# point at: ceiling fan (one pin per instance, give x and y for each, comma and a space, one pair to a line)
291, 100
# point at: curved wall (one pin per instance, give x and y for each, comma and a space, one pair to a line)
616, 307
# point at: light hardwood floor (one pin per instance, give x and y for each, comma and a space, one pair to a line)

──────

Directive =>
Present the rows above as a numbered list, omitting any blank lines.

Answer to this task =>
1. # point at: ceiling fan (one pin per instance, give x and y for each, comma and a space, one pair to a line)
2. 291, 100
3. # point at: curved wall (one pin per instance, give x and y for each, comma and a space, one pair to a line)
4. 616, 307
5. # point at: light hardwood floor (one pin per instance, give x and y for each, comma and a space, one pair to a line)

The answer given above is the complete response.